• **TEXT PASSAGE**:
I stepped into my little courtyard the other morning to water my pot plants — after weeks of rain and cold, it’s starting to warm up — and got a lovely surprise. The lily bulbs I’d planted not so very long ago are starting to flower, and this bright yellow lily was like a little burst of sunshine. I have a few more coming into bud, and I have no memory of what colors I bought, so each one will be a surprise. (And yes, that’s Milly’s bottom in the background She’s peering through the slats of the gate in case there are enemies (dogs and especially cats) to repel.)

The courtyard is really just a place where my outdoor washing line is. I much prefer to dry my washing in the air than with a drier, and this is roofed in, so even if it rains, the washing doesn’t get wet.

Anyway, I plan to set up some shelves to arrange my various pot plants on, but I haven’t got around to it yet, and the pots are still pretty higgledy-piggledy — a couple of friends helped me move them and the pots are still where they were dumped. I will enjoy arranging them more artistically eventually, but in the meantime they’re giving me pleasure and nice surprises just by flowering.

• **TASK 1**: In the entries, update the part that opens with the line containing "For the evaluation set, tag each instance of the dark-rimmed" and closes with the line containing "(1021, 318)" by replacing "single marker" with "single point", changing nothing else. Return only those lines.
The text and the entries come from unrelated sources.

[Entries of labeled points]

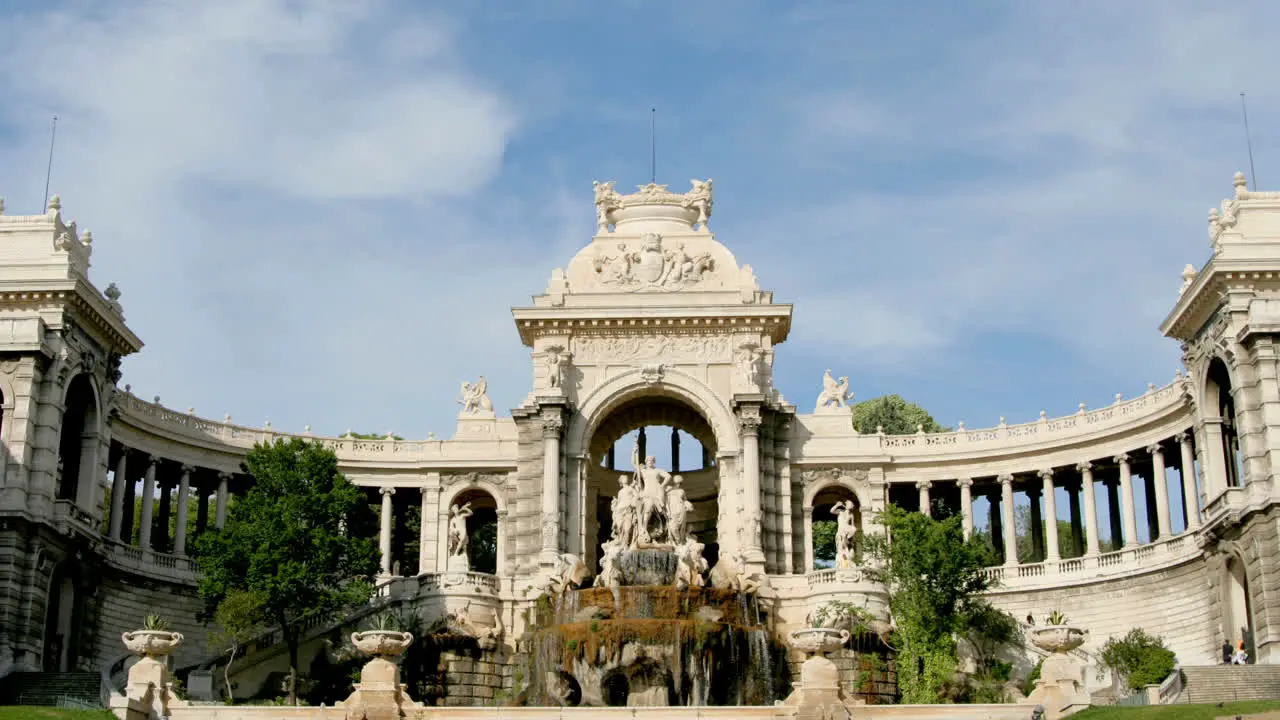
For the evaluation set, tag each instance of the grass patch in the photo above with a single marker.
(1178, 711)
(24, 712)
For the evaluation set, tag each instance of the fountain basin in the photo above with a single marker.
(817, 641)
(1057, 638)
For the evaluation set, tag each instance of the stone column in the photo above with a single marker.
(1051, 550)
(384, 531)
(1157, 470)
(1091, 509)
(179, 533)
(1191, 502)
(149, 491)
(553, 422)
(220, 513)
(424, 532)
(967, 505)
(118, 492)
(1037, 523)
(749, 432)
(808, 538)
(675, 451)
(1006, 506)
(1214, 472)
(161, 542)
(1130, 516)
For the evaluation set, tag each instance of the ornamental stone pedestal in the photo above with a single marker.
(817, 696)
(147, 692)
(1060, 688)
(379, 693)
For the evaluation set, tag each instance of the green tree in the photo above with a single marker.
(1139, 657)
(237, 620)
(933, 577)
(896, 415)
(298, 540)
(824, 542)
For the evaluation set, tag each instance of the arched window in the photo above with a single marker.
(77, 447)
(1219, 395)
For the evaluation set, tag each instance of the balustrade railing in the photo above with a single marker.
(1046, 428)
(1107, 564)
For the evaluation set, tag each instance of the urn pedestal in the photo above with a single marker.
(818, 695)
(147, 692)
(379, 693)
(1061, 684)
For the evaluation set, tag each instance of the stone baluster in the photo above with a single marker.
(118, 491)
(179, 534)
(553, 422)
(1006, 506)
(1091, 509)
(424, 533)
(223, 495)
(384, 531)
(1161, 486)
(1130, 515)
(1191, 502)
(922, 487)
(149, 492)
(1051, 550)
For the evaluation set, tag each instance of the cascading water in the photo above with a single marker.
(650, 645)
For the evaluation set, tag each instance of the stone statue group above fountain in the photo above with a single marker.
(650, 519)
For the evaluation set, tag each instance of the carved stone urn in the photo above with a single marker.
(382, 643)
(147, 688)
(379, 693)
(151, 643)
(1060, 687)
(1057, 638)
(818, 692)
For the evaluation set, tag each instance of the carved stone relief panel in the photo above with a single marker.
(638, 349)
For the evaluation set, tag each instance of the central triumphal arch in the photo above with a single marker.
(656, 323)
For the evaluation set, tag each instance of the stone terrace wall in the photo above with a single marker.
(1174, 602)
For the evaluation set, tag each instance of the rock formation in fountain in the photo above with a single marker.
(649, 543)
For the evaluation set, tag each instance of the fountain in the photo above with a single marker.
(650, 632)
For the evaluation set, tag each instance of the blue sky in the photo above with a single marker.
(320, 213)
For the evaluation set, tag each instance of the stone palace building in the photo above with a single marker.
(653, 324)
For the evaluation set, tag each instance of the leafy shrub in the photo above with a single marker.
(1141, 659)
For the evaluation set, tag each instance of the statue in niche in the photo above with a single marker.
(652, 520)
(677, 511)
(749, 356)
(700, 199)
(556, 359)
(625, 509)
(475, 397)
(457, 538)
(846, 533)
(835, 395)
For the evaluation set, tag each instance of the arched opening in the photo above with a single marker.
(60, 610)
(827, 536)
(1217, 388)
(681, 443)
(77, 447)
(478, 513)
(1237, 614)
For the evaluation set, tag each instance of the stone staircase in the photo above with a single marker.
(1228, 683)
(62, 689)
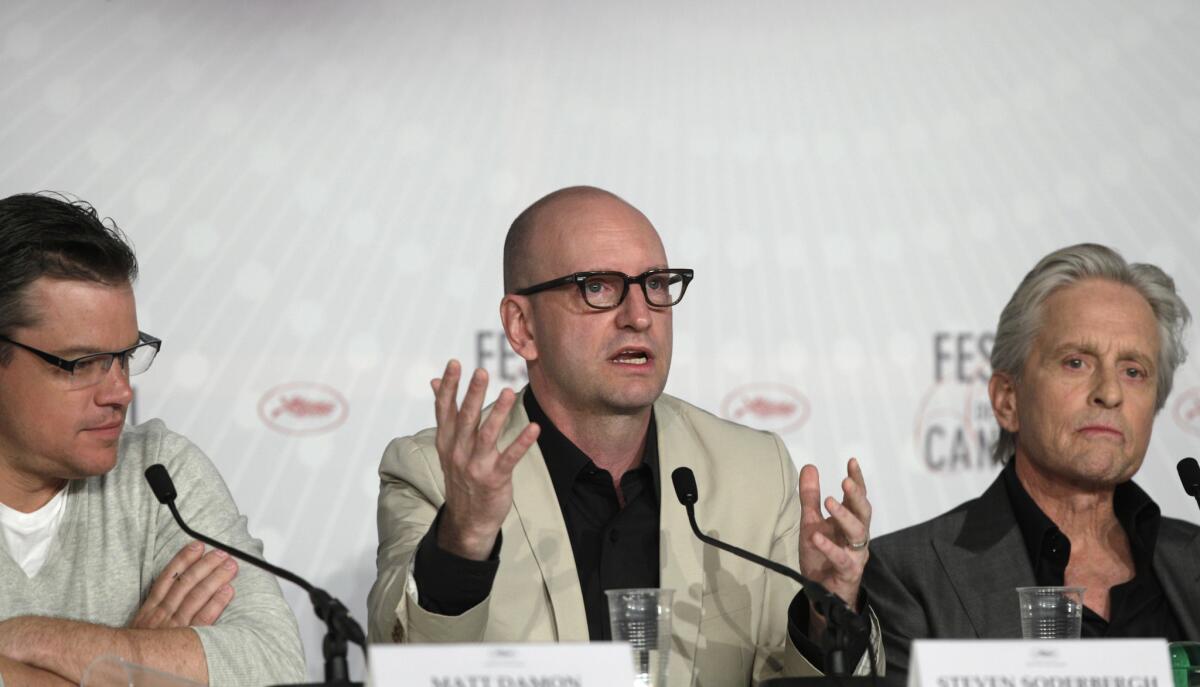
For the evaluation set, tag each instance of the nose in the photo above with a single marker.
(1108, 392)
(115, 389)
(634, 312)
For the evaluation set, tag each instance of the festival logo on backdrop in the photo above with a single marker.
(954, 429)
(769, 406)
(1187, 410)
(493, 353)
(304, 408)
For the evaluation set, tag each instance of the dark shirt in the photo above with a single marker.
(1138, 607)
(613, 547)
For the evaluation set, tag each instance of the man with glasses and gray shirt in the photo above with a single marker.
(90, 562)
(510, 524)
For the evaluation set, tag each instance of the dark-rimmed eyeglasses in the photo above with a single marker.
(91, 369)
(607, 290)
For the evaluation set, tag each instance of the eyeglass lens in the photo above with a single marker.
(93, 369)
(606, 290)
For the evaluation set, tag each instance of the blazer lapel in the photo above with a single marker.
(541, 520)
(1176, 555)
(985, 563)
(681, 554)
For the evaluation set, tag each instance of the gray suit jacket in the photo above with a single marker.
(730, 616)
(954, 577)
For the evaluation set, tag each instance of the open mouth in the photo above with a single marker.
(631, 357)
(1102, 431)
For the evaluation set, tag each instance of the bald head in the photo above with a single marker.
(521, 246)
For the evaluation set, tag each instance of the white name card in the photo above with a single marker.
(583, 664)
(1039, 663)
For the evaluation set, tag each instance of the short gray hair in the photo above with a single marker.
(1021, 318)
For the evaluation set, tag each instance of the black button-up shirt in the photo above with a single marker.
(613, 547)
(1138, 607)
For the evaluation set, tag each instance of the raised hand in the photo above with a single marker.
(193, 589)
(478, 473)
(833, 549)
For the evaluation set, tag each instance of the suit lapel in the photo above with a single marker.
(987, 562)
(1176, 554)
(535, 507)
(681, 554)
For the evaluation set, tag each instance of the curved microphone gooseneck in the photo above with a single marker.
(341, 627)
(840, 619)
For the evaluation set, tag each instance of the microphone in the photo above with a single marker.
(339, 622)
(835, 610)
(1189, 475)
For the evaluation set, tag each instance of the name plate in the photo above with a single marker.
(576, 664)
(1039, 663)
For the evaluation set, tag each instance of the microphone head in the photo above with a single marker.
(161, 484)
(1189, 475)
(685, 485)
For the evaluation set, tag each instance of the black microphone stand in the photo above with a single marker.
(840, 621)
(340, 627)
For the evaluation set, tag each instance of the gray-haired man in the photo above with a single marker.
(1084, 358)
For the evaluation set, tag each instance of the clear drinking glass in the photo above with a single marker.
(642, 617)
(1051, 613)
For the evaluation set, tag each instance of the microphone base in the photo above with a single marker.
(323, 683)
(820, 681)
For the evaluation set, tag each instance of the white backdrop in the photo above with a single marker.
(318, 193)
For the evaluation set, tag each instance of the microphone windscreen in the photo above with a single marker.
(161, 484)
(685, 485)
(1189, 475)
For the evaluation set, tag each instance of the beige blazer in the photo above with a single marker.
(730, 616)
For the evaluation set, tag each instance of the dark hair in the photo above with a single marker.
(48, 234)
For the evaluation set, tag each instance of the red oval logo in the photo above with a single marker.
(774, 407)
(1187, 410)
(304, 408)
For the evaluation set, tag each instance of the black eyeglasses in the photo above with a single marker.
(607, 290)
(91, 369)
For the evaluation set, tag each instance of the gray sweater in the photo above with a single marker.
(115, 538)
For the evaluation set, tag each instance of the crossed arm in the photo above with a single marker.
(192, 590)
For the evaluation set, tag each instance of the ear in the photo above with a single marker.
(1002, 392)
(516, 315)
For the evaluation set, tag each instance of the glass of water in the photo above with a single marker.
(642, 617)
(1051, 613)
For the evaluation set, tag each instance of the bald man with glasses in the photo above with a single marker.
(90, 563)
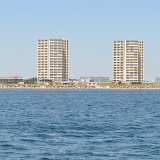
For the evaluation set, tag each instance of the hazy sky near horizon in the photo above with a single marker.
(90, 26)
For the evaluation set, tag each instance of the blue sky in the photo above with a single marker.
(90, 26)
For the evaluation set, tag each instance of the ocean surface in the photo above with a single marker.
(86, 124)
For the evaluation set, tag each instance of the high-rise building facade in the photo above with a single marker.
(52, 60)
(128, 61)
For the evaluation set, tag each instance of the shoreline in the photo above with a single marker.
(100, 88)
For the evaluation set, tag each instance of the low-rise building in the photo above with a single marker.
(10, 80)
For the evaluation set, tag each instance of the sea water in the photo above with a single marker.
(86, 124)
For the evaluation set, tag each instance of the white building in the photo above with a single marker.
(52, 60)
(128, 63)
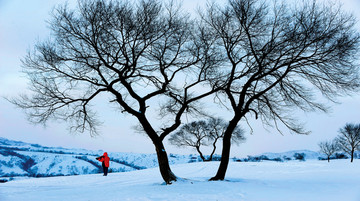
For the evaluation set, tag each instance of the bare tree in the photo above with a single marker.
(349, 139)
(328, 148)
(201, 133)
(277, 57)
(138, 53)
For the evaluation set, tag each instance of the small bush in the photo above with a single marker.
(299, 156)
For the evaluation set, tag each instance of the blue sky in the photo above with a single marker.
(22, 23)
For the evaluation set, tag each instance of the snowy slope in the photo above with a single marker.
(24, 159)
(312, 180)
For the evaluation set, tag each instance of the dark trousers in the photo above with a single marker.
(105, 169)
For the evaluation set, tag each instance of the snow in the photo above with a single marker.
(252, 181)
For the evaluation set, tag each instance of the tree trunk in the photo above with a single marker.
(164, 166)
(200, 153)
(163, 160)
(220, 175)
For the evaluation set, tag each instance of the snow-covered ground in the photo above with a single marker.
(338, 180)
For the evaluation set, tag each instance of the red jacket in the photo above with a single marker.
(105, 159)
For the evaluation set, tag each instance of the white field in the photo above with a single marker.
(338, 180)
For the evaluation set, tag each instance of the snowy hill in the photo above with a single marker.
(33, 160)
(312, 180)
(24, 159)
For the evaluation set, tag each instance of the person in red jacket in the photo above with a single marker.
(105, 162)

• **TASK 2**:
Answer these questions from the courtyard passage:
(a) What color is the lily that has started to flower?
(b) Why does the washing not get wet in the courtyard when it rains?
(c) What does the writer plan to set up for arranging the pot plants?

• **WRITTEN SOLUTION 1**:
For the evaluation set, tag each instance of the dark-rimmed eyeglasses in the photo above with a single point.
(91, 369)
(607, 290)
For the evaluation set, tag each instance of the eyeglass lens in the photo above with a single point.
(93, 369)
(606, 290)
For the evaluation set, tag each instance of the blazer lapel in the photo above with a single point.
(541, 520)
(1176, 555)
(985, 563)
(681, 554)
For the evaluation set, tag each instance of the gray suit jacket in the photo above with a single point.
(730, 616)
(954, 577)
For the evaluation set, tag each instance of the open mouth in the photo above with a single point.
(631, 357)
(1102, 431)
For the evaluation set, tag each instance of the bald head in the photo above with a single point.
(521, 246)
For the evaluation set, tag each instance of the white name card in the photo above with a single point.
(583, 664)
(1039, 663)
For the evaluation set, tag each instance of the short gray hair in the photo above with a single point.
(1021, 318)

• **WRITTEN SOLUTION 2**:
(a) Bright yellow.
(b) The courtyard is roofed in.
(c) Some shelves.